◆ Teks Halaman ◆
━━━━━━━━━━
• ,
  • - +
Ombudsman RI Cermati Pengawasan Administrasi di RUU Kesehatan
Kabar Ombudsman • Selasa, 20/06/2023 •
 

Jakarta - Ombudsman RI mencermati sejumlah klausul yang terdapat dalam Rancangan Undang-Undang Kesehatan yang perlu mendapat perbaikan dan diberi penegasan sebagai langkah pengawasan secara administrasi. Demikian disampaikan Anggota Ombudsman RI, Robert Na Endi Jaweng saat menjadi pematik Diskusi Publik Rancangan Undang-Undang Kesehatan: Penindakan Hukum dan Pengawasan Administrasi, Selasa (20/6/2023).

Sejumlah klausul tersebut adalah pertama, mengenai kelayakan fasilitas kesehatan. Fasilitas kesehatan misalnya rumah sakit, poliklinik, dan puskesmas memiliki nilai akreditasi. Ombudsman menghimbau agar dalm proses akreditasi tersebut melibatkan pandangan Ombudsman. Ombudsman RI memiliki catatan berdasarkan observasi, kajian, maupun pengaduan masyarakat yang dapat diberikan perhatian saat memberikan akreditasi.

Kedua, mengenai klausul pemberian ganti rugi pada pasien karena adanya malpraktik atau maladministrasi. Namun, di dalam klausul tersebut belum ada kejelasan mengenai siapa yang akan memberikan keputusan ganti rugi dan membuat perhitungannya. Ombudsman mendorong penyelesaian sengketa yang terkait ganti rugi tersebut memiliki nafas yang sama dengan Undang-Undang 37 Tahun 2008 tentang Ombudsman RI dan Undang-Undang 25 Tahun 2009 tentang Pelayanan Publik.

Ketiga, menurut Ombudsman, sebagaimana diberikan hak pada masyarakat untuk sampaikan pengaduan, hak harus diberikan secara adil pada tenaga kesehatan. Tenaga kesehatan memiliki hak untuk sampaikan pengaduan ke lembaga-lembaga yang punya otoritas, termasuk di dalamnya bila nakes mengalami maladministrasi di fasilitas kesehatan maupun organisasi profesi.

Robert mengatakan, soal kesehatan adalah soal pelayanan publik yang sangat krusial dan hukum tertinggi dalam pelayanan publik. Menurutnya, fakta di lapangan banyak masalah pelayanan kesehatan misalnya malpraktek, maladministrasi, bahkan masalah dalam kerangka hukum perdata dan pidana.
━━━━━━━━━━
◆ Segmen Data ◆
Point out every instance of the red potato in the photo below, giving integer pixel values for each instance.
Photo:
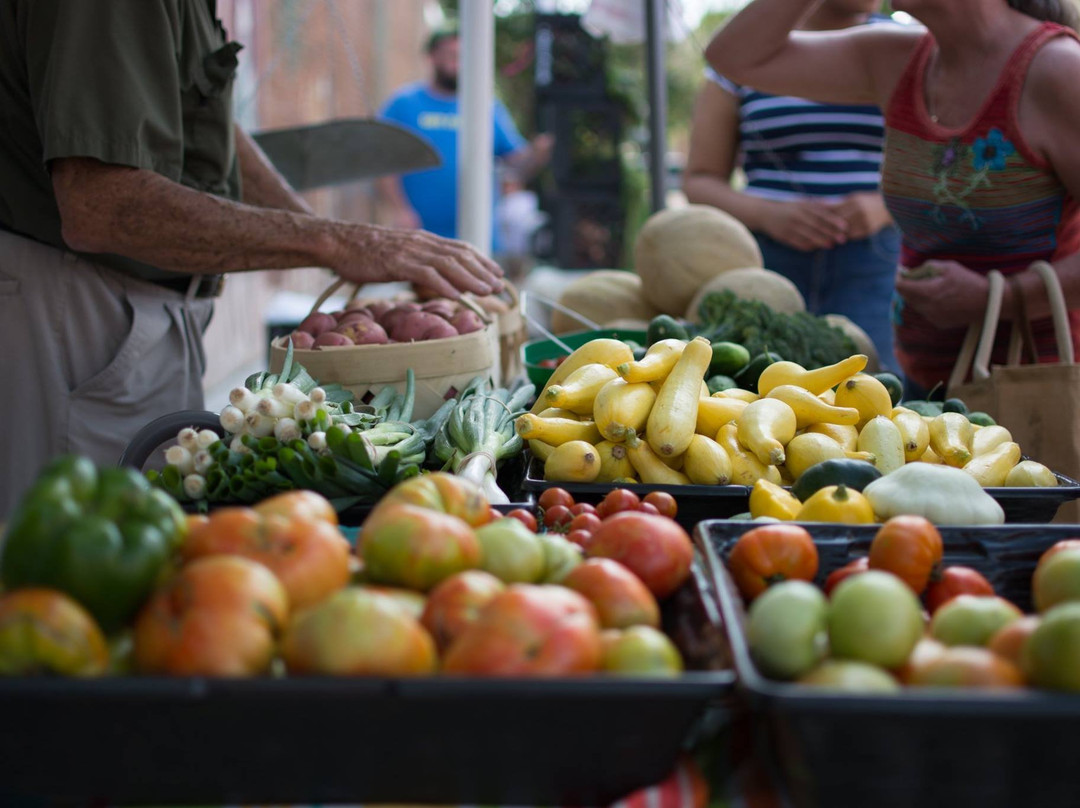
━━━━━━━━━━
◆ Yang Harus Dikerjakan ◆
[1] Dalam teks tentang RUU Kesehatan, siapa Anggota Ombudsman RI yang menjadi pemantik diskusi publik itu?
[2] Lanjutkan teks tentang RUU Kesehatan mulai dari sesudah kalimat terakhirnya.
Baris-baris data merupakan bahan tersendiri yang terpisah dari teks tentang RUU Kesehatan.

◆ Jawaban Tugas ◆
[1] Robert Na Endi Jaweng.

[2]
Lebih lanjut Robert menegaskan menjadi tugas DPR dan pemerintah agar rancangan Undang-Undang ini bisa menghadirkan penyelesaian yang berkeadilan sekaligus efektif sekaligus memberikan jaminan perlindungan hukum bagi semua pihak.

"Ombudsman mendorong kerangka penyelesaian yang beragam, tetapi semangat kita bagaimana kerangka penyelesaian secara administrasi," kata Robert. Katanya pengawasan oleh lembaga-lembaga yang bergerak di ranah administrasi menjadi penting. Penguatan inspektorat, pengawasan diharapkan menjadi perhatian para pembentuk undang-undang agar diakomodir peraturannya dan diperjelas kedudukannya masing-masing.

Menanggapi, Guru Besar Universitas Padjajaran. Prof. Susi Dwi Harijanti mengatakan bahwa pelayanan kesehatan memiliki kekhususan dibandingkan layanan lain. Layanan kesehatan punya karakter khusus, dan sejauh mana karakter tersendiri ini sama atau berbeda dibandingkan pelayanan publik lainnya harus dicermati. Ia mendukung Ombudsman turut mengawan RUU Kesehatan ini agar RUU ini ketika diundangkan menjadi Undang-Undang yang baik.

Sementara itu, Dosen Magister Hukum Kesehatan universitas Hang Tuah Surabaya, Dr. M. Zamroni, menyampaikan bahwa menurut Undang-Undang Nomor 25 Tahun 2009 tentang Pelayanan Publik, Ombudsman diberi kewenangan untuk menyelesaikan ganti rugi, melalui mediasi, konsiliasi maupun ajudikasi. Namun menurutnya, Ombudsman memiliki keterbatasan mengawasi pelayanan kesehatan swasta murni. Ia mengusulkan pembentukan lembaga penyelesaian sengketa pelayanan kesehatan yang independen. (NI)





Loading...

Loading...
Loading...
Loading...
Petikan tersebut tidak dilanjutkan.